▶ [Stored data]
========

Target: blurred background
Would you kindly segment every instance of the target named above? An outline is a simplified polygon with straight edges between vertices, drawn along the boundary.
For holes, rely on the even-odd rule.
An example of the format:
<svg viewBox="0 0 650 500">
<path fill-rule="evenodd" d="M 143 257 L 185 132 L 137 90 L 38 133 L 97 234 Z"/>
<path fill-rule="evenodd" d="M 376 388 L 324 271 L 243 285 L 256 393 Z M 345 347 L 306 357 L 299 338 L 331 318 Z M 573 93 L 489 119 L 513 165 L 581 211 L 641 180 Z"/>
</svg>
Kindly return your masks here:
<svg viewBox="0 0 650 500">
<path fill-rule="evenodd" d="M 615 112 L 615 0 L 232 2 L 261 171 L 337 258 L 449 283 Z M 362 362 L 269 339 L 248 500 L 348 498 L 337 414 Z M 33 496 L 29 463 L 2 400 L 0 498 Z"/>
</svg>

========

▶ [Exercise goal]
What you return should be the records above, repeated exactly.

▶ [Exercise response]
Target: blurred background
Would you kindly segment every instance of the target named above? An outline is a simplified polygon with straight edges between vertices, drawn along the boundary.
For holes, rely on the even-odd rule.
An example of the format:
<svg viewBox="0 0 650 500">
<path fill-rule="evenodd" d="M 143 257 L 185 132 L 137 90 L 38 133 L 97 234 Z"/>
<path fill-rule="evenodd" d="M 376 388 L 324 271 L 243 285 L 256 393 Z M 345 347 L 306 357 L 299 338 L 331 318 Z M 573 93 L 489 119 L 513 165 L 581 211 L 641 180 Z"/>
</svg>
Kindly return your masks here:
<svg viewBox="0 0 650 500">
<path fill-rule="evenodd" d="M 615 112 L 615 0 L 232 2 L 261 171 L 337 258 L 449 283 Z M 362 362 L 269 339 L 248 500 L 348 498 L 337 414 Z M 33 496 L 29 463 L 2 400 L 0 498 Z"/>
</svg>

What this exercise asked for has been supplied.